> SHORT TASK: Copy every line of the records below word for word, leaving out the pictures.

> RECORD EXCERPTS:
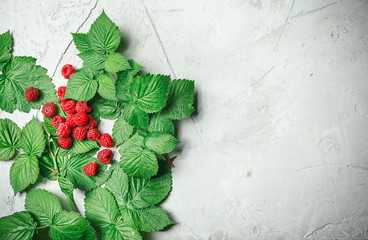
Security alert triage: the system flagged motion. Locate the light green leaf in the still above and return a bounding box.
[0,119,21,160]
[10,154,39,194]
[112,116,134,146]
[97,74,118,101]
[162,79,194,120]
[131,74,170,113]
[20,118,46,157]
[0,211,37,240]
[144,132,179,154]
[25,189,63,227]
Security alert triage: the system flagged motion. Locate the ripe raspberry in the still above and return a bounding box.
[58,86,69,102]
[60,100,75,114]
[74,113,89,127]
[61,64,76,79]
[56,123,71,137]
[97,149,112,164]
[24,87,40,102]
[73,127,88,141]
[83,162,98,176]
[66,114,77,128]
[84,115,97,129]
[51,115,65,128]
[75,101,92,113]
[98,133,115,147]
[87,128,101,141]
[42,102,57,118]
[58,137,73,149]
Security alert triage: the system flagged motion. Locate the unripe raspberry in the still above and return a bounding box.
[87,128,101,141]
[60,100,75,114]
[58,86,69,102]
[58,137,73,149]
[24,87,40,102]
[51,115,65,128]
[56,123,71,137]
[61,64,76,79]
[73,127,88,141]
[98,133,115,147]
[83,162,98,176]
[97,149,112,164]
[74,113,89,127]
[75,101,92,113]
[42,102,57,118]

> SOLVED PROBLEM:
Security alert triage: the system flagged motion. Locate the light green leaf in the still above and return a bounding box.
[0,119,21,160]
[10,154,39,194]
[112,116,134,146]
[97,74,118,101]
[162,79,194,120]
[131,74,170,113]
[20,118,46,157]
[0,211,37,240]
[144,132,179,154]
[25,189,63,227]
Security alert triage: the system flagged motion. Locate the ripe raspberry in the still above and return a bounding box.
[58,86,69,102]
[60,100,75,114]
[74,113,89,127]
[61,64,76,79]
[56,123,71,137]
[97,149,112,164]
[24,87,40,102]
[73,127,88,141]
[83,162,98,176]
[66,114,77,128]
[84,115,97,129]
[51,115,65,128]
[75,101,92,113]
[98,133,115,147]
[87,128,101,141]
[42,102,57,118]
[58,137,73,149]
Security alert triage: the system flagged motion. Locate the unripe raspberry in the still above and return a bounding box.
[87,128,101,141]
[60,100,75,114]
[58,86,69,102]
[58,137,73,149]
[24,87,40,102]
[51,115,65,128]
[56,123,71,137]
[61,64,76,79]
[73,127,88,141]
[98,133,115,147]
[83,162,98,176]
[97,149,112,164]
[74,113,89,127]
[75,101,92,113]
[42,102,57,118]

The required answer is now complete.